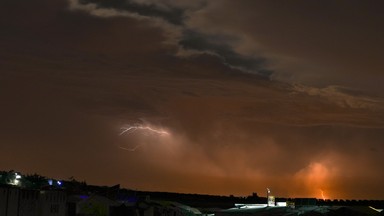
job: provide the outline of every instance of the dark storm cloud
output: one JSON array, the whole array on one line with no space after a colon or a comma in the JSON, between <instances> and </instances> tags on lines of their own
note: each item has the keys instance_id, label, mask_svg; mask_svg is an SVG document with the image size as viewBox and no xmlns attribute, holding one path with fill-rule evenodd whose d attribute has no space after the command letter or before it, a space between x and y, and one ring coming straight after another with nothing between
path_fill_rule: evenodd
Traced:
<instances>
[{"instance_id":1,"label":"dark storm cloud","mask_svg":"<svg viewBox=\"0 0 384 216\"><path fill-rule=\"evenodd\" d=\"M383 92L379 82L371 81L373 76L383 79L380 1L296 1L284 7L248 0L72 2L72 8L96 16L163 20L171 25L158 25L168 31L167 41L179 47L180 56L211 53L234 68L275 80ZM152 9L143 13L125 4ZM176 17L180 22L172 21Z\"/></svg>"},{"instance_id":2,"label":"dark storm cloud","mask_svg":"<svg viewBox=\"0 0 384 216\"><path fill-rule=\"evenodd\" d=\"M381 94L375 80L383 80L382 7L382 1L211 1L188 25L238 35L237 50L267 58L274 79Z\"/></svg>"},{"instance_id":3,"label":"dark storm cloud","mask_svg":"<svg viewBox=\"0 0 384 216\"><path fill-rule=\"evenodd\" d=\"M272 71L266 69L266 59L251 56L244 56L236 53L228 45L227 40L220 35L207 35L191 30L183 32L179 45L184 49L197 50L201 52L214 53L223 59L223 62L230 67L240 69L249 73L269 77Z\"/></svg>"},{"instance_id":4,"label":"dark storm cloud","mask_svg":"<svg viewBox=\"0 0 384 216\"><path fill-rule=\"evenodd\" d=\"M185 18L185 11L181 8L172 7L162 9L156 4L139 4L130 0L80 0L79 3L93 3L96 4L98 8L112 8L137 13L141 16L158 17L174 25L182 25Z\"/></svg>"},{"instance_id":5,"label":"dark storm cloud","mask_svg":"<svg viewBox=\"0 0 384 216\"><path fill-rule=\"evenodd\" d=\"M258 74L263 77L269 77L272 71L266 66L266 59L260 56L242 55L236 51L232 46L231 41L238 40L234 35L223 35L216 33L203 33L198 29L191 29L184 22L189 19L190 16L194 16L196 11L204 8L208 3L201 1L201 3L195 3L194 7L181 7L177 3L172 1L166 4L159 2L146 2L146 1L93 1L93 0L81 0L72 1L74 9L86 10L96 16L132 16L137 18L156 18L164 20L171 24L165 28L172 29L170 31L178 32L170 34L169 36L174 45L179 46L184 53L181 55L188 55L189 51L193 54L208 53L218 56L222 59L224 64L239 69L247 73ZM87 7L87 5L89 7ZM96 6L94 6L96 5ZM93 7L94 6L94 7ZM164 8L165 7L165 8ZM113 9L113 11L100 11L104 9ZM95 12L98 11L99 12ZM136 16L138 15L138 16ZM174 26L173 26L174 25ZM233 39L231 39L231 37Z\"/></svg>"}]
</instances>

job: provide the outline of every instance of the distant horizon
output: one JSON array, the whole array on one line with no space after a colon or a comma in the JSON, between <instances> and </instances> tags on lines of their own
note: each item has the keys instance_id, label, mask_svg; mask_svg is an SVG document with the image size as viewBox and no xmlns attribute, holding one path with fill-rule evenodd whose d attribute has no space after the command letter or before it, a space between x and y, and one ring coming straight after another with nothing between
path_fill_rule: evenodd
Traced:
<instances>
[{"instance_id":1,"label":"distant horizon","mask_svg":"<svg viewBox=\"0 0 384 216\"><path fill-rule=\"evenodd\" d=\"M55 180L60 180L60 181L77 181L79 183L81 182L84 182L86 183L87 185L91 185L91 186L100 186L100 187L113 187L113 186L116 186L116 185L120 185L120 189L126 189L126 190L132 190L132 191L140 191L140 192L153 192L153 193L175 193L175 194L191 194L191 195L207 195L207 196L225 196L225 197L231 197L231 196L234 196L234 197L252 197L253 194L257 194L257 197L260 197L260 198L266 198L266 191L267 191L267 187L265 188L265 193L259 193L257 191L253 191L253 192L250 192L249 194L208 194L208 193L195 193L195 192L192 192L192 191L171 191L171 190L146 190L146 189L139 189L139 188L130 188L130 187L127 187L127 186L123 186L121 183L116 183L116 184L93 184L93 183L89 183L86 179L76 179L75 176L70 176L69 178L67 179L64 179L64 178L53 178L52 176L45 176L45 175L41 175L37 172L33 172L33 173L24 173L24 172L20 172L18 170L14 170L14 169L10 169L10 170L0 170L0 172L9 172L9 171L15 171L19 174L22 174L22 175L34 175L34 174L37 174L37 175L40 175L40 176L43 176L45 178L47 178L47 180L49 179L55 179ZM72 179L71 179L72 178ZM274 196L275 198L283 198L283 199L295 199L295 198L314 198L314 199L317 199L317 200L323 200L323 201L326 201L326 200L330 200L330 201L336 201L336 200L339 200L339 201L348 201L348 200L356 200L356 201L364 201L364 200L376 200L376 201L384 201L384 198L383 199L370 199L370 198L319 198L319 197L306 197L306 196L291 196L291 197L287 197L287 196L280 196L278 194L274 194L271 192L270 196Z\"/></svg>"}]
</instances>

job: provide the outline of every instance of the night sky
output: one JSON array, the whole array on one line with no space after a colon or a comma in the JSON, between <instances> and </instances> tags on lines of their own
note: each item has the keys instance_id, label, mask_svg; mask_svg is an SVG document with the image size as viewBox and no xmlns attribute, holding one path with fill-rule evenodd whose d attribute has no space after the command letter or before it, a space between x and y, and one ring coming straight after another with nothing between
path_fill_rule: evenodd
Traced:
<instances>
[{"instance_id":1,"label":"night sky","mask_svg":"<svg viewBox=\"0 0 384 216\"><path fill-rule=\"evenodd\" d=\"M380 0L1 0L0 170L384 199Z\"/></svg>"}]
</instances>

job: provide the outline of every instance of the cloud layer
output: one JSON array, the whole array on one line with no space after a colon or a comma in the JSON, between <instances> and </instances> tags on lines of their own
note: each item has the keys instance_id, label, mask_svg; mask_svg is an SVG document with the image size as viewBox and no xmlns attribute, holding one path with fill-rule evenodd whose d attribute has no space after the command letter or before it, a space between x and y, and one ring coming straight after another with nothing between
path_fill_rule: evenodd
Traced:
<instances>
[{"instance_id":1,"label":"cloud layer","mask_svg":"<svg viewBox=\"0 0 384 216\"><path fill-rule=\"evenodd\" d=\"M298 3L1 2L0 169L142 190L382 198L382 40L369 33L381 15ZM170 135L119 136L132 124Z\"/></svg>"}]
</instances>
★ ★ ★
Goal of the exercise: Every line of the listing that includes "outline" must be shown.

Task result:
job: provide the outline of every instance of the dark storm cloud
job: provide the outline of every instance of the distant horizon
job: provide the outline of every instance of the night sky
job: provide the outline of every instance of the cloud layer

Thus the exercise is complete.